> Problem details: From the listing below, reproduce word for word everything from the line containing "Trace the outline of every instance of the blue" through the final line of the listing, including both of those lines.

> Extracted data:
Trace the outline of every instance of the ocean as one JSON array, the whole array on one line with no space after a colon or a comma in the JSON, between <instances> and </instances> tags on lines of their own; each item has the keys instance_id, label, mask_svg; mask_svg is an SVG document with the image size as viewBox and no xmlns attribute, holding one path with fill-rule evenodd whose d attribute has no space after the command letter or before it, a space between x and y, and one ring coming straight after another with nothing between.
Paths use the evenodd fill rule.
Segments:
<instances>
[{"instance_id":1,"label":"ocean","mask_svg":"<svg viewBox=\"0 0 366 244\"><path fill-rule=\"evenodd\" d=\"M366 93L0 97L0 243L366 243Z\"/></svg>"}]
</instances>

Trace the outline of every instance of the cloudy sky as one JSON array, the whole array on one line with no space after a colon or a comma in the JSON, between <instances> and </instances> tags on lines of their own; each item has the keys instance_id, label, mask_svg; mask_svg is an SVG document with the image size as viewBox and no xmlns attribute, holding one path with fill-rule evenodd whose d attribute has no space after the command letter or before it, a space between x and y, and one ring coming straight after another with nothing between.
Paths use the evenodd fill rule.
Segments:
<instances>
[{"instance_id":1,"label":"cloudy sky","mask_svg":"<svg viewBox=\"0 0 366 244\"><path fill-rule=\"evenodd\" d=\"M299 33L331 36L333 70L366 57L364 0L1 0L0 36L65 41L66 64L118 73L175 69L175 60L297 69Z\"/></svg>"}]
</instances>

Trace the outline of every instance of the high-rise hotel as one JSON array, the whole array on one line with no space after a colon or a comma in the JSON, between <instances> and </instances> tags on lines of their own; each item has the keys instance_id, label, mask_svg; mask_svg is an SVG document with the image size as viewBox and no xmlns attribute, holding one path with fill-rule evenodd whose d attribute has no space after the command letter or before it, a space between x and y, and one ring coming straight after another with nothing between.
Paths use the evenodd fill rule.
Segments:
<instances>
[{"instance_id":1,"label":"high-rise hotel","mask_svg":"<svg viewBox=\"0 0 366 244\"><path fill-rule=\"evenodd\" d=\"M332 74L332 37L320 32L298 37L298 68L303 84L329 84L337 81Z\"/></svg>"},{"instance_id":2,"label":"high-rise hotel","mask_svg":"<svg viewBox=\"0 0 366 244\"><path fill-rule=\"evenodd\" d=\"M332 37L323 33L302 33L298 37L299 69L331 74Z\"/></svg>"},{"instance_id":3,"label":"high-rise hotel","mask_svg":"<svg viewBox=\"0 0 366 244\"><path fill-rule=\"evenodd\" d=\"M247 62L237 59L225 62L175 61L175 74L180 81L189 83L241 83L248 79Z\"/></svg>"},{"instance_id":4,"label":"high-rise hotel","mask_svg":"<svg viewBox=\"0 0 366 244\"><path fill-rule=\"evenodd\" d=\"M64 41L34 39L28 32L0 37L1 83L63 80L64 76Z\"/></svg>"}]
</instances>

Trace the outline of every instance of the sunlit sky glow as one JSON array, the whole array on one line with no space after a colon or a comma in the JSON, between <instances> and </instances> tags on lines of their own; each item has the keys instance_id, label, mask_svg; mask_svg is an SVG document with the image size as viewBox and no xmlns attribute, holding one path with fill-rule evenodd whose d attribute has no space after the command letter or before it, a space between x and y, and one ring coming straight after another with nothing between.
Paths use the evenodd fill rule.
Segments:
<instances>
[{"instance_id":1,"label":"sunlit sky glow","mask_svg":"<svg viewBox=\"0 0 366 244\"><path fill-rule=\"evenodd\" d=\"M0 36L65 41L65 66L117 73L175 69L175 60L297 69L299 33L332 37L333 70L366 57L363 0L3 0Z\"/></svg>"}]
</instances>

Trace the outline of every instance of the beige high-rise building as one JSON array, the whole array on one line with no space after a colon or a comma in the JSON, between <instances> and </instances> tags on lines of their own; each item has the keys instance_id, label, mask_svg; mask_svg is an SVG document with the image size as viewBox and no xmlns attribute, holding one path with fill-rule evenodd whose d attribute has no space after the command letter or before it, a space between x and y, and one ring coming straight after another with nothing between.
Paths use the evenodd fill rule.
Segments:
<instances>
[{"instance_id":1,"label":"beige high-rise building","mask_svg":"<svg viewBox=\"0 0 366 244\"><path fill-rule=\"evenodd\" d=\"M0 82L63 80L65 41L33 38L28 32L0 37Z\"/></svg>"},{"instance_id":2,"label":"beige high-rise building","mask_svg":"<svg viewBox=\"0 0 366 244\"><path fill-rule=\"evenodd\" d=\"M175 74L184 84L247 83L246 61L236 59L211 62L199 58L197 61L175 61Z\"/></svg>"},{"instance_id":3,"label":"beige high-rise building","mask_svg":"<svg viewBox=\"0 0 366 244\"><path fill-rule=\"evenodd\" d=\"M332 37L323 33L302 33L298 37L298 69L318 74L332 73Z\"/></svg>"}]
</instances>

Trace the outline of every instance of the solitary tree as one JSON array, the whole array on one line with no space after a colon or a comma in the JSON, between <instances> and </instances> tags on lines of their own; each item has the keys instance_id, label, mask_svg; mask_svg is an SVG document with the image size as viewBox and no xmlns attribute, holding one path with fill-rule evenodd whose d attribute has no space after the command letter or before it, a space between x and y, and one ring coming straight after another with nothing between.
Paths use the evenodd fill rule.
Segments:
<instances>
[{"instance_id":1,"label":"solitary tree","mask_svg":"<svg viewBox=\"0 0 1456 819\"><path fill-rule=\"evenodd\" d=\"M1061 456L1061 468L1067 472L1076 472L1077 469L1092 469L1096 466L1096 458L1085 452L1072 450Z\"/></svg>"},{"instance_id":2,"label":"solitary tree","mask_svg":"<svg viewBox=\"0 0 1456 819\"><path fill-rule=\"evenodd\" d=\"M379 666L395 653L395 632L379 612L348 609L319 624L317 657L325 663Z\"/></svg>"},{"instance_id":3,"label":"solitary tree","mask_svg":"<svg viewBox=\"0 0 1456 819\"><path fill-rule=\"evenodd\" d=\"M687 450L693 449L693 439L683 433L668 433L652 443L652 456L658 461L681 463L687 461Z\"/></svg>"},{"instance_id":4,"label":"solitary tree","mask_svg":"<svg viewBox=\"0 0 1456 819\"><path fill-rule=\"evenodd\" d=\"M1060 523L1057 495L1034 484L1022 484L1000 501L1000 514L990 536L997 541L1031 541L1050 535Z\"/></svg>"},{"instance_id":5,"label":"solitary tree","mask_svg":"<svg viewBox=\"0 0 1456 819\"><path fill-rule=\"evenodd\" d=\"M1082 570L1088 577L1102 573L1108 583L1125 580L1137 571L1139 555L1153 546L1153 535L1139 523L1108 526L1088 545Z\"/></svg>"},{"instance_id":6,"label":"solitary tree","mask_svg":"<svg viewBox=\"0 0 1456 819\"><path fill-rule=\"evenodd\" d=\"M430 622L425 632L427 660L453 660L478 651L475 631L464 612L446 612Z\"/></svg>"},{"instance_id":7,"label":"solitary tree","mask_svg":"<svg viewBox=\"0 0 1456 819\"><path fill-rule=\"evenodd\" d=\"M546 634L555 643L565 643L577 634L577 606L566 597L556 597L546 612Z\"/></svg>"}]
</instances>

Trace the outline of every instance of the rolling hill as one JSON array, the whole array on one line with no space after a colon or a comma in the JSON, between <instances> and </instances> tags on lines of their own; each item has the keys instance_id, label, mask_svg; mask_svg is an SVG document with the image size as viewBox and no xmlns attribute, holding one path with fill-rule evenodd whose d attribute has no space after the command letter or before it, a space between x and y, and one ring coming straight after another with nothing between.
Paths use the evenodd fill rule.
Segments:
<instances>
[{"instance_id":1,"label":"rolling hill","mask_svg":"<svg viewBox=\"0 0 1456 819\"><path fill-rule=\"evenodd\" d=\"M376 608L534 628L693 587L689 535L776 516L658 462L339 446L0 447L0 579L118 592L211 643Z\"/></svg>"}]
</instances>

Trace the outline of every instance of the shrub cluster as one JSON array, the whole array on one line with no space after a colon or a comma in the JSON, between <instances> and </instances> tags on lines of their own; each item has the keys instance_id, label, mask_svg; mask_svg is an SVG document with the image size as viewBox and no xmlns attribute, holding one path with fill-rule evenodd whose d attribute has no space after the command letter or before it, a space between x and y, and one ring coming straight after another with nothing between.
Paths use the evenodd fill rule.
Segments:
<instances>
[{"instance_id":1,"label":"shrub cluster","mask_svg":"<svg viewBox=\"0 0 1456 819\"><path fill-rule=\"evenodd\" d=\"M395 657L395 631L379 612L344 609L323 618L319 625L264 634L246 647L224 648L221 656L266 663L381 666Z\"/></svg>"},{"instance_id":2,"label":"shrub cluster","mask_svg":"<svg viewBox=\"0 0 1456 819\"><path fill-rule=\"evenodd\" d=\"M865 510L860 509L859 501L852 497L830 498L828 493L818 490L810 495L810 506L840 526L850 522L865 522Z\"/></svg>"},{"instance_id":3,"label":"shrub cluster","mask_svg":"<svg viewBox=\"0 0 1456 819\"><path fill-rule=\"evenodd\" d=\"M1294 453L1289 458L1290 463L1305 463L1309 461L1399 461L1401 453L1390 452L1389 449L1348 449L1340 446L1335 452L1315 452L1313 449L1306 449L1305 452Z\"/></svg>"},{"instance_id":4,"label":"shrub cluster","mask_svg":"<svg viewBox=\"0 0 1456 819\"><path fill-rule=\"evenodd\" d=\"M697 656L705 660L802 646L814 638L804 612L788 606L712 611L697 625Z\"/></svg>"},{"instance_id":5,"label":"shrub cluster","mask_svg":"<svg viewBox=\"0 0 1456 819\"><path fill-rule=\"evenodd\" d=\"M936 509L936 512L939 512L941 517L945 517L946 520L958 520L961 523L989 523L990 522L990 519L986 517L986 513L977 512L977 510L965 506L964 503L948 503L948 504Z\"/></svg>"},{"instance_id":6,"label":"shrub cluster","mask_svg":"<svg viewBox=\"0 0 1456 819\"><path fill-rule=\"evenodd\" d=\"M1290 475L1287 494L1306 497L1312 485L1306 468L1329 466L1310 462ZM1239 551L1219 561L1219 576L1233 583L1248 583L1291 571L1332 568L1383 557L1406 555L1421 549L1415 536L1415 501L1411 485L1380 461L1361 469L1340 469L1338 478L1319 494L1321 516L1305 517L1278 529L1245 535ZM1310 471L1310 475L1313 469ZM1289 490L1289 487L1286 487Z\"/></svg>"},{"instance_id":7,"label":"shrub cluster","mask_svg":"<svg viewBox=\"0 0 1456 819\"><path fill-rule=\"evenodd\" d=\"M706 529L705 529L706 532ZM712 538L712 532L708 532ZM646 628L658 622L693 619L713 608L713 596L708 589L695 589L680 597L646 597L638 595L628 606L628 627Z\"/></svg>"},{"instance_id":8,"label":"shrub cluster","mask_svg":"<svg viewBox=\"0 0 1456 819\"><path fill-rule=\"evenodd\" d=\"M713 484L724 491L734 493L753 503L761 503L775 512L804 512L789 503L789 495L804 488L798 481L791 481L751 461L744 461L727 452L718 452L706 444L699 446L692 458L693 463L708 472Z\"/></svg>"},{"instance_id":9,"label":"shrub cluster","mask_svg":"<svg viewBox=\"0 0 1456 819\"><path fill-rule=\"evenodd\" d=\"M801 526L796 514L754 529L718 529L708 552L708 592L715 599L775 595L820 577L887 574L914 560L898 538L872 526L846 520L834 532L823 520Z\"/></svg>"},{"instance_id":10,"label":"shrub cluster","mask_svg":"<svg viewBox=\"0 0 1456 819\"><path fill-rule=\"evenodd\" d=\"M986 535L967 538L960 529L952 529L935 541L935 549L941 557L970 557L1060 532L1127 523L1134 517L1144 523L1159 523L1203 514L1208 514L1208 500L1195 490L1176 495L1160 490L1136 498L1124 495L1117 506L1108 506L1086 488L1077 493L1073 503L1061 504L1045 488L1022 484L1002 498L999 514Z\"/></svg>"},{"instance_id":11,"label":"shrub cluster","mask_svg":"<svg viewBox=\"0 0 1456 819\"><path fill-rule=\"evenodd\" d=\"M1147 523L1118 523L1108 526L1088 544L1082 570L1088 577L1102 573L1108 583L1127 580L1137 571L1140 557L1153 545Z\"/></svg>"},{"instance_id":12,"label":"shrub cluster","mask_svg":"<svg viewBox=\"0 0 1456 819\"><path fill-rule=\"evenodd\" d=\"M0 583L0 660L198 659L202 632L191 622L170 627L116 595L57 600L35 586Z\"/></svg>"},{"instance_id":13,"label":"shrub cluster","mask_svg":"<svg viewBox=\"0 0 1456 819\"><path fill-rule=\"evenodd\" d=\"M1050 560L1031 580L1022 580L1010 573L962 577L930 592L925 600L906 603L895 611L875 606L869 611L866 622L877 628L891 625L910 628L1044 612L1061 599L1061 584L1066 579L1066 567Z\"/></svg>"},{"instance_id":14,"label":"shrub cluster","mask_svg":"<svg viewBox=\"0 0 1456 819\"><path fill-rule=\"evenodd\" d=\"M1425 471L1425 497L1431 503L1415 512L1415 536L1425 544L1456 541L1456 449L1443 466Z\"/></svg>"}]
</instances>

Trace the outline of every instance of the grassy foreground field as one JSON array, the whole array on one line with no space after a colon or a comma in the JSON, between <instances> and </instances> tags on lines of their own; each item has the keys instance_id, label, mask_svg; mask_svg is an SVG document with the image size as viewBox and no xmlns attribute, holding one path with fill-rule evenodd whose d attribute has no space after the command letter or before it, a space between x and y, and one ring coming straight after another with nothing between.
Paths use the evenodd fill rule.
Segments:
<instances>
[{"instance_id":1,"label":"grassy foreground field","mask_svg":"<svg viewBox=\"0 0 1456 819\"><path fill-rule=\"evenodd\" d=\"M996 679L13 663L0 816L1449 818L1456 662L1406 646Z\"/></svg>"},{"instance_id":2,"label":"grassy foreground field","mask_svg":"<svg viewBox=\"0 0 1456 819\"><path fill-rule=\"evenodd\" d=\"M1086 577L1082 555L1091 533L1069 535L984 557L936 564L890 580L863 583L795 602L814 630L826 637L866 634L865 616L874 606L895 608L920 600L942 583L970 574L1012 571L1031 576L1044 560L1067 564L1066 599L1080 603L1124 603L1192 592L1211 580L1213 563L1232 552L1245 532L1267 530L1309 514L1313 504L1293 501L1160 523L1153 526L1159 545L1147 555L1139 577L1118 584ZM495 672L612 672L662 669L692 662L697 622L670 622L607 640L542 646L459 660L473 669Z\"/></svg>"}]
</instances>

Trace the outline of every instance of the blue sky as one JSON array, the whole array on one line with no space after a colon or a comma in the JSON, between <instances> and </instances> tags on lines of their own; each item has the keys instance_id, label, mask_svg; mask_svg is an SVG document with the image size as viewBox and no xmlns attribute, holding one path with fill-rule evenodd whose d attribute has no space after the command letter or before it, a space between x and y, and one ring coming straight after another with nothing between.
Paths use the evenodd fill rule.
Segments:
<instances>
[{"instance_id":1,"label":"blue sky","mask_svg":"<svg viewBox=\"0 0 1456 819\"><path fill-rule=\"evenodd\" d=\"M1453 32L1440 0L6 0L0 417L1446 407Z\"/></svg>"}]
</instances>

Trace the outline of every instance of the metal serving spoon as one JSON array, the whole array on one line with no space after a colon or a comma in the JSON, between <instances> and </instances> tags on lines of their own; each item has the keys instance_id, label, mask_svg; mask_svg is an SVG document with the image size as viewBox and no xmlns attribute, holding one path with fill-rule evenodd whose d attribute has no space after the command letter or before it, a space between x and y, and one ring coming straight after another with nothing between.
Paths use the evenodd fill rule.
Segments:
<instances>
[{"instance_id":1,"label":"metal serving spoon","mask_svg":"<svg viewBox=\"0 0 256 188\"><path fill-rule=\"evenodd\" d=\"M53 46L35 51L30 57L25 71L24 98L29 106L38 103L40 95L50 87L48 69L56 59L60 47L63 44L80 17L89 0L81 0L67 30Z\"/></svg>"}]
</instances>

> Answer for this exercise:
Trace the outline of every instance of the blue sky as one JSON array, the whole array on one line with no space after a colon or a comma in the JSON, between <instances> and </instances> tags on lines of their own; each item has the keys instance_id, label, mask_svg; mask_svg is an SVG document with the image size as viewBox and no xmlns attribute, holding one path with fill-rule evenodd whose d attribute has no space after the command letter or before it, a space between x and y, and one ring coming straight after another with nothing between.
Paths use the evenodd fill rule.
Segments:
<instances>
[{"instance_id":1,"label":"blue sky","mask_svg":"<svg viewBox=\"0 0 1456 819\"><path fill-rule=\"evenodd\" d=\"M1453 32L1440 0L6 0L0 417L1446 407Z\"/></svg>"}]
</instances>

Trace the outline of every instance of the metal serving spoon as one JSON array, the whole array on one line with no space after a colon or a comma in the JSON, between <instances> and </instances> tags on lines of their own; each item has the keys instance_id, label, mask_svg; mask_svg is an SVG document with the image size as viewBox and no xmlns attribute, holding one path with fill-rule evenodd whose d attribute has no space after the command letter or before it, a space between x and y, and one ring coming straight after another with nothing between.
Paths use the evenodd fill rule.
Segments:
<instances>
[{"instance_id":1,"label":"metal serving spoon","mask_svg":"<svg viewBox=\"0 0 256 188\"><path fill-rule=\"evenodd\" d=\"M53 46L35 51L30 57L25 71L24 98L29 106L38 103L40 95L50 87L48 69L56 59L60 47L63 44L80 17L89 0L81 0L67 30Z\"/></svg>"}]
</instances>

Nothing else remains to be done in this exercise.